• [STATED TASK A] Copy the forum thread on splitting tuple values word for word, starting with "Post by stefan" and going on through "nodes and edges.".

═════ EXCERPTED TEXT

Rapid Prototyping to split tuple values in multiple streams

stefan
Posts: 85
Joined: Tue Jul 12, 2016 1:03 pm

Rapid Prototyping to split tuple values in multiple streams

Post by stefan » Tue Nov 01, 2016 10:41 pm

Hello,

I try to get out data of a Neo4j graph database. At the moment I am using the REST API of Neo4j and the WSEnrich Operator the get the required data. For each tuple I get a JSON-document as response from Neo4j that is stored in an attribute of this tuple. This JSON includes several paths through the subgraph. To work with this data I want to split this result into individual paths and this paths again into the nodes and edges.

I tried the option KEYVALUEOUTPUT of the WSEnrich Operator but I dont know how to do this split operation to generate new streams that look like this:

Path1, Node1, ...Attributes
Path1, Node2, ...Attributes
Path1, Node3, ...Attributes
Path2, Node1, ...Attributes
Path2, Node2, ...Attributes
etc.

══════════
═════ RECORDS PROVIDED

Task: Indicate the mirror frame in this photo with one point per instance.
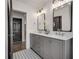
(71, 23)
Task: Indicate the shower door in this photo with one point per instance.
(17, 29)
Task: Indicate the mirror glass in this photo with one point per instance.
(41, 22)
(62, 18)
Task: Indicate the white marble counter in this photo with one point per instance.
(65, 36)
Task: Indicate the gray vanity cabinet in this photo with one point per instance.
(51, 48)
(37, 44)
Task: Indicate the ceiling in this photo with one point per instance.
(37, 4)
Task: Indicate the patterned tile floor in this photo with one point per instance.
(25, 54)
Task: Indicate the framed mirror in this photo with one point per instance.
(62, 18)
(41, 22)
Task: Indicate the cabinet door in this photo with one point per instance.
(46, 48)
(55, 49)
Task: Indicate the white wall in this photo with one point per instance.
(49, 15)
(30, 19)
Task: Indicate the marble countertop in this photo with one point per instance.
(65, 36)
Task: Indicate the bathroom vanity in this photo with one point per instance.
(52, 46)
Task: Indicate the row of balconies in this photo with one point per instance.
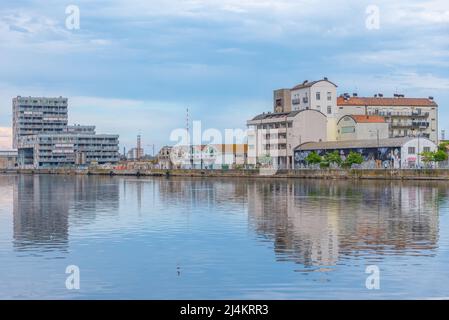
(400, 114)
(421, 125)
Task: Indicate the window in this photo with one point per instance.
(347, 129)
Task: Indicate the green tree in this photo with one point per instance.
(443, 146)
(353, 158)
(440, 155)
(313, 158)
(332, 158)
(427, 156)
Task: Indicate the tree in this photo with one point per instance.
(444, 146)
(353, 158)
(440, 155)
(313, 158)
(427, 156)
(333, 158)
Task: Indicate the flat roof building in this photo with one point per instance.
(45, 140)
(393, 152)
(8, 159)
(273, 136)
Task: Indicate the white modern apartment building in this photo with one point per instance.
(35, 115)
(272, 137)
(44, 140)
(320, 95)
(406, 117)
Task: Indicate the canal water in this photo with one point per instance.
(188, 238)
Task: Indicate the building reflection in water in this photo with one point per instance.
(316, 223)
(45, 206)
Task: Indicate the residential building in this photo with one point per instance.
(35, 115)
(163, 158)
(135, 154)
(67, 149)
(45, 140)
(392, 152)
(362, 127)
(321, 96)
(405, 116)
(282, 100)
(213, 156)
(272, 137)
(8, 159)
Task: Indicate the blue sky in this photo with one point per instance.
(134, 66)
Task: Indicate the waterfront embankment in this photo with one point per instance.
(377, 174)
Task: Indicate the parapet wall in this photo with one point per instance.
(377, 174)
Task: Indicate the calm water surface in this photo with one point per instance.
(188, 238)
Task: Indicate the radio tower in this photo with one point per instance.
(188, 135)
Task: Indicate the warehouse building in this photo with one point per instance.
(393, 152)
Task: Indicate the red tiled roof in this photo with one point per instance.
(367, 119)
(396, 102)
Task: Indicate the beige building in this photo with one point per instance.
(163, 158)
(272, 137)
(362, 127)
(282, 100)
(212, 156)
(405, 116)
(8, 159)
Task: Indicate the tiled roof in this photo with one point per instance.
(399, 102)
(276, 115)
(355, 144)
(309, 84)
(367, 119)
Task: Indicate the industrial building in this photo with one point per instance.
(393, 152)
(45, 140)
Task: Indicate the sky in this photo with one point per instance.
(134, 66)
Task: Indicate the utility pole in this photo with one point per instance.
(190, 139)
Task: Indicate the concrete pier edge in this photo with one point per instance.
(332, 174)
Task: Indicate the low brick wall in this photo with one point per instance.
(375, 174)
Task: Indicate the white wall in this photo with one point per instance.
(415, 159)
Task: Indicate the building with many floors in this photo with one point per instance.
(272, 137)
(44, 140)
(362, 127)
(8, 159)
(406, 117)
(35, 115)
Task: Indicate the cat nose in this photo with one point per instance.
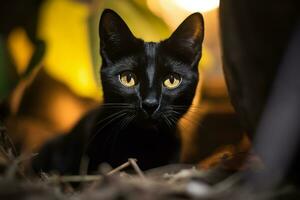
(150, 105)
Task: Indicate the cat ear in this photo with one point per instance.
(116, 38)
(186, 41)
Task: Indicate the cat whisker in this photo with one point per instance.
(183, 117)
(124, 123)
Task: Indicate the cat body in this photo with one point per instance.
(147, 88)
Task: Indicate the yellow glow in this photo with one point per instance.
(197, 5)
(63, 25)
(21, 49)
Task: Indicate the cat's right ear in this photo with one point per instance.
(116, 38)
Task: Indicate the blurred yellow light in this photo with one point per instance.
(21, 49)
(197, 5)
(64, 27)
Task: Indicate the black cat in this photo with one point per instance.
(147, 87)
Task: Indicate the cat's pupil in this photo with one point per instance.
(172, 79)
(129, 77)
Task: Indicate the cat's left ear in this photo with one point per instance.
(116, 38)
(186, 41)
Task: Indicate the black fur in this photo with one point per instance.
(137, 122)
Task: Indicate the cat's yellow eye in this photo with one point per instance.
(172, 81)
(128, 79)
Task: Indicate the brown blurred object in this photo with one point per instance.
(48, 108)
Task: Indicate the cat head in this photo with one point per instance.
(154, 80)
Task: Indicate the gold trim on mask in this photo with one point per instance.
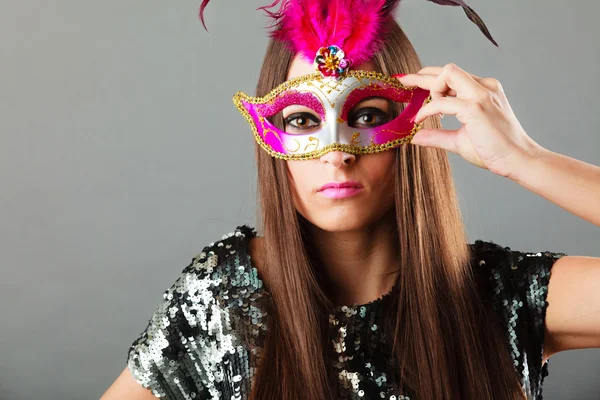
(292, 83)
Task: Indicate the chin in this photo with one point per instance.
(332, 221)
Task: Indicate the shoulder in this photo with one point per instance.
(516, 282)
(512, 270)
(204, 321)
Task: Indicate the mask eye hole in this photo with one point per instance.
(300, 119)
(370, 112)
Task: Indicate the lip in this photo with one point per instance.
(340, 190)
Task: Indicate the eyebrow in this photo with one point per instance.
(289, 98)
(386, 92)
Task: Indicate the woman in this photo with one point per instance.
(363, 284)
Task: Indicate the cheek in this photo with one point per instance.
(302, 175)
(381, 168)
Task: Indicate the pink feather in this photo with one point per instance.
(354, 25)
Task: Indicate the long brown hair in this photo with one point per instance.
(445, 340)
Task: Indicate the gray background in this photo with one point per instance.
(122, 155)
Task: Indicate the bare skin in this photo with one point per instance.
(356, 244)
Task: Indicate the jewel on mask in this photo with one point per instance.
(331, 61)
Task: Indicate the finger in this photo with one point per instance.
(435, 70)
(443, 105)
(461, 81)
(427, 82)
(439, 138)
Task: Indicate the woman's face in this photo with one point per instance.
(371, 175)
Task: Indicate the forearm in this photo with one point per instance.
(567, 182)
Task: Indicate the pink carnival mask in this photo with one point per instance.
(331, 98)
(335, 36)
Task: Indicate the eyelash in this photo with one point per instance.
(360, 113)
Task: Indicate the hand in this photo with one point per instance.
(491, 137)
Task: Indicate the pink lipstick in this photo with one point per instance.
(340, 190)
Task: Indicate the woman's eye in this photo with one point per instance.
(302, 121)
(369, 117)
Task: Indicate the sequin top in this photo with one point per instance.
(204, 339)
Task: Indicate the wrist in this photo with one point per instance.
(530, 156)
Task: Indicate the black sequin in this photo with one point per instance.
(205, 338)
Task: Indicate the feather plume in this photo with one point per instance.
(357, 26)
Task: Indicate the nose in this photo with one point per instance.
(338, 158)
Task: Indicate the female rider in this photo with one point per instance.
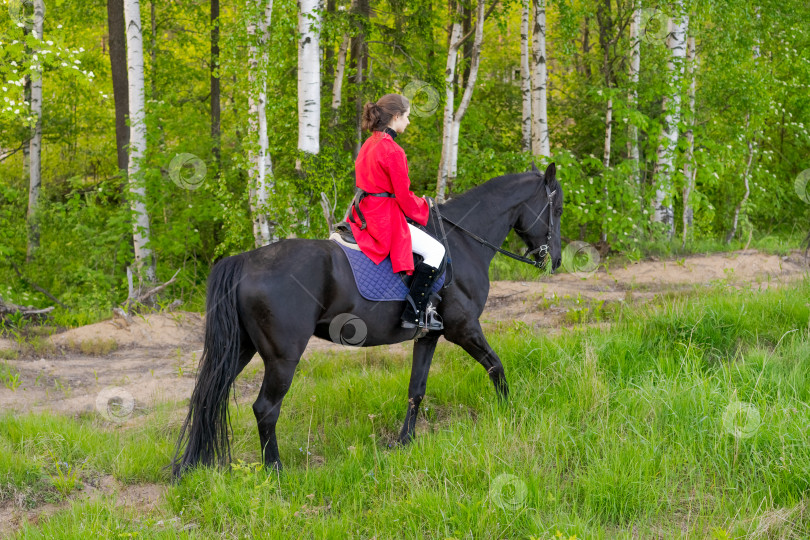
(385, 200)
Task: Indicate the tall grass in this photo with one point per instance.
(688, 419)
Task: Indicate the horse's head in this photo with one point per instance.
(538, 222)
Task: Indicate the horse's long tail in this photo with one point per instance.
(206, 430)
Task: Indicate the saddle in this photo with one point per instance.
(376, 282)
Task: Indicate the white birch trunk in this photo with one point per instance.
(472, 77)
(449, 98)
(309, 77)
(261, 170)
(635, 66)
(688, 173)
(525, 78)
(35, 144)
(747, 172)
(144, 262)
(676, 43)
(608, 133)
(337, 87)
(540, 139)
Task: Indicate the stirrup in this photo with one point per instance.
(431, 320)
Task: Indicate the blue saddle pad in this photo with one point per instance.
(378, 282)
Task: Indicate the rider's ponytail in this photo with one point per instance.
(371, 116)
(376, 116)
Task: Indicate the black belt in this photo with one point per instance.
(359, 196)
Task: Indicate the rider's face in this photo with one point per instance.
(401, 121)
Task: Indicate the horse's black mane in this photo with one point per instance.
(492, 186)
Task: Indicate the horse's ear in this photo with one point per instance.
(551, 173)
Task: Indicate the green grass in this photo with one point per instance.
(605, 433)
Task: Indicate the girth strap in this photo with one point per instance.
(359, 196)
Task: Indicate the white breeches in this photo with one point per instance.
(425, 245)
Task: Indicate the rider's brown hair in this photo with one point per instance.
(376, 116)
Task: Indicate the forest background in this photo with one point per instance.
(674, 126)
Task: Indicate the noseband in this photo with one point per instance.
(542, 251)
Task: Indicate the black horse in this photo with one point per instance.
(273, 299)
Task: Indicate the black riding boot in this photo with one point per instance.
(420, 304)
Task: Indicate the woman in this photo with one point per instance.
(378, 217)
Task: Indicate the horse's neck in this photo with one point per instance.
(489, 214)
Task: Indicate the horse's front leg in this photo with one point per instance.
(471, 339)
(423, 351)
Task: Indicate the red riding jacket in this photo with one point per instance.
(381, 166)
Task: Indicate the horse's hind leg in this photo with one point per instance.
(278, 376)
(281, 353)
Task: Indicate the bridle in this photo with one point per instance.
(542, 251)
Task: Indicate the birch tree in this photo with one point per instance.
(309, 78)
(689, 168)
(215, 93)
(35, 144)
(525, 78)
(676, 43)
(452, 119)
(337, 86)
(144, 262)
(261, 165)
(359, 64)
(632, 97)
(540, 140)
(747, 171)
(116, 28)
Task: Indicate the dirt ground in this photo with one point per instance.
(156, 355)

══════════

• [STATED TASK B] Return each line of the records that contains the string "tiled".

• [RESULT A]
Post by stefan » Tue Nov 01, 2016 10:41 pm

Hello,

I try to get out data of a Neo4j graph database. At the moment I am using the REST API of Neo4j and the WSEnrich Operator the get the required data. For each tuple I get a JSON-document as response from Neo4j that is stored in an attribute of this tuple. This JSON includes several paths through the subgraph. To work with this data I want to split this result into individual paths and this paths again into the nodes and edges.

• [RESULT B]
Task: Indicate the red tiled roof in this photo with one point per instance.
Task: Indicate the tiled roof in this photo with one point per instance.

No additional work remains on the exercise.